EXERCICES
- 1) Citez mot pour mot le passage du texte sur le polyamour qui part des mots « Effectivement, le vrai » et s'arrête après « notre orientation relationnelle. ».
- 2) Prolongez le texte sur le polyamour en reprenant juste après sa dernière phrase.

J’ai entendu beaucoup de chose à propos des difficultés du polyamour et je trouve qu’on a tendance à mélanger certains sujets. J’aimerai vous décomposer clairement, ce que je considère être les 4 principaux obstacles à surmonter en polyamour, sans faire d’amalgame et en replaçant ces difficultés dans leurs contextes. Je ne parlerai pas du quotidien de la vie en polyamour mais d’abord de la démarche dans sa globalité.
GESTION DES RELATIONS
J’entends souvent que le polyamour n’est pas possible, n’est pas viable, que c’est déjà très compliqué de se gérer soi-même, de réussir une relation avec quelqu’un d’autre alors multiplier tout ça paraît complétement insensé. Ces doutes sont fondés mais non pas grand-chose à voir avec le polyamour.
Effectivement, le vrai problème est qu’on ne sait pas se gérer soi-même. On manque cruellement d’éducation émotionnelle et relationnelle. Si on ne connaît pas notre propre fonctionnement, si on ne sait pas s’aimer soi-même, on ne peut pas développer des relations saines avec les autres. Ces lacunes rendent toutes les relations compliquées, peu importe notre orientation relationnelle.
Mais une chose est sure, si vous multipliez les relations, vous multipliez les joies et les souffrances que vous avez l’habitude de vivre. Donc si vous avez beaucoup de mal à gérer une relation, le polyamour peut vite devenir chaotique.
Je vais vous illustrer cette idée avec le jonglage. Si vous avez du mal à maîtriser une balle et jongler avec une deuxième, en rajouter va empirer la situation. Et le problème ne vient pas du jonglage à trois balles ou de cette dernière spécifiquement mais d’un manque de compétence général dans la compréhension et la maîtrise de cette pratique. Je pense d’ailleurs qu’en terme de relation (moi le premier), on est tous plus ou moins de mauvais autodidacte !

DONNÉES FOURNIES
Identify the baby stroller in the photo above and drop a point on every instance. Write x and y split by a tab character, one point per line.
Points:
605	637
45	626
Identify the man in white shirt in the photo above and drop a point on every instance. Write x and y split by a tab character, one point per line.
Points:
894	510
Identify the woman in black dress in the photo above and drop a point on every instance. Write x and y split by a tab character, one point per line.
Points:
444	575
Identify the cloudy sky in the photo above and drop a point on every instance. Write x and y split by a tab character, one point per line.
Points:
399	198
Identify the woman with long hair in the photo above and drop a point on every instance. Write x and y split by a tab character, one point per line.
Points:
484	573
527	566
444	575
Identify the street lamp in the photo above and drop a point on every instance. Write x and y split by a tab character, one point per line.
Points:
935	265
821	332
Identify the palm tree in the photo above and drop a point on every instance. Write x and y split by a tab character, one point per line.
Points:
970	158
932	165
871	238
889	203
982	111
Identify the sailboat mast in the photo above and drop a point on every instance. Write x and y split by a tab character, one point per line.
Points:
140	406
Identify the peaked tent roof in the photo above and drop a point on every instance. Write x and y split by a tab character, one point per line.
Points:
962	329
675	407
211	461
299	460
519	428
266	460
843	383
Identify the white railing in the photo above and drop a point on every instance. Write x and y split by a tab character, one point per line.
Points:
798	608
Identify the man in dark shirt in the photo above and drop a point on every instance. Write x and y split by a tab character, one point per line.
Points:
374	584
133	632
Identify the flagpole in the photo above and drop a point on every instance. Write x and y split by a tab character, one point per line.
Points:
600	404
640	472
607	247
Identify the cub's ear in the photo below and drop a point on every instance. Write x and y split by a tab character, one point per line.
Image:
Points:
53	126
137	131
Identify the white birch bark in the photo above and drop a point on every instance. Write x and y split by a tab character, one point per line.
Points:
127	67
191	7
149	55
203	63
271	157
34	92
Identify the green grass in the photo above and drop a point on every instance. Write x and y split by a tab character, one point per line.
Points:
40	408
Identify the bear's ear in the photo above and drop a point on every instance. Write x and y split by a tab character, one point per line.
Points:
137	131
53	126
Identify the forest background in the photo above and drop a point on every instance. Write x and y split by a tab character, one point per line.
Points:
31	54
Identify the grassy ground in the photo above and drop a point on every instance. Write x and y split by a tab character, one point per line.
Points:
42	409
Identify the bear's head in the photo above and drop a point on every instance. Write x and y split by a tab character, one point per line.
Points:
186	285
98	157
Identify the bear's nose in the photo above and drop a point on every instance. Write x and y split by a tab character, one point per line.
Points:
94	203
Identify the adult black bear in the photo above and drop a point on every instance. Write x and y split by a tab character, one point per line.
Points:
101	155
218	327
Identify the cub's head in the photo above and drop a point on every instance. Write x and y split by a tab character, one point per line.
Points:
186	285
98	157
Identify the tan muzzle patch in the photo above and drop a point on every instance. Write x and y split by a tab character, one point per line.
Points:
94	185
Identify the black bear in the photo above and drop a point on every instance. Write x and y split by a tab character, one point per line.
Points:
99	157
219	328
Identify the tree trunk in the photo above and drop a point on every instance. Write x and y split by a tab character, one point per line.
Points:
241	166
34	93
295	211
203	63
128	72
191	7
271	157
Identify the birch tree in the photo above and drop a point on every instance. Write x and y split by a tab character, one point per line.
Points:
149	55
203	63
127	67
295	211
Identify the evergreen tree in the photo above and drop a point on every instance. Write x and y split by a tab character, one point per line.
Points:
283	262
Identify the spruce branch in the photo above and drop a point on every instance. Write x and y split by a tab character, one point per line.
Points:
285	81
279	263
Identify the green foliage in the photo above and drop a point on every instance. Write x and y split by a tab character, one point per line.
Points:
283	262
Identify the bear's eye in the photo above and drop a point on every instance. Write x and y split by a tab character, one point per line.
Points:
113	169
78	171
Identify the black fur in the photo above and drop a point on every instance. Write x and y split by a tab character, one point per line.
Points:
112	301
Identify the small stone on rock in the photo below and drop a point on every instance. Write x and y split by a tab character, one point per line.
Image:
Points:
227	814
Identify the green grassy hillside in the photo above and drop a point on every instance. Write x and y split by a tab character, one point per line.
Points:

RÉPONSES
- 1)
Effectivement, le vrai problème est qu’on ne sait pas se gérer soi-même. On manque cruellement d’éducation émotionnelle et relationnelle. Si on ne connaît pas notre propre fonctionnement, si on ne sait pas s’aimer soi-même, on ne peut pas développer des relations saines avec les autres. Ces lacunes rendent toutes les relations compliquées, peu importe notre orientation relationnelle.

- 2)
Pour apprendre à jongler, la base c’est déjà de savoir gérer une balle. Cette balle c’est nous. On apprend d’abord à en prendre soin, à bien connaître ses caractéristiques, s’entrainer à la lancer, à la rattraper, développer notre agilité et notre coordination. C’est le plus important !
Ensuite, on met cette balle en relation avec une autre, qui peut avoir des caractéristiques différentes qu’il faudra connaître. Et là, on va développer des nouvelles compétences pour faire coexister deux balles dans un même mouvement sans qu’elles ne se gênent. Ça demandera des connaissances et beaucoup de pratiques pour arriver à quelque chose de fluide.
Mais à partir du moment où vous maitrisez complétement cette technique, vous pouvez ajouter 1, 2 ou 3 balles, le mouvement est exactement le même mais en plus rapide ou plus ample ! La seule chose à faire, c’est de s’adapter aux caractéristiques de chaque nouvelle balle. Voilà ma vision des relations multiples.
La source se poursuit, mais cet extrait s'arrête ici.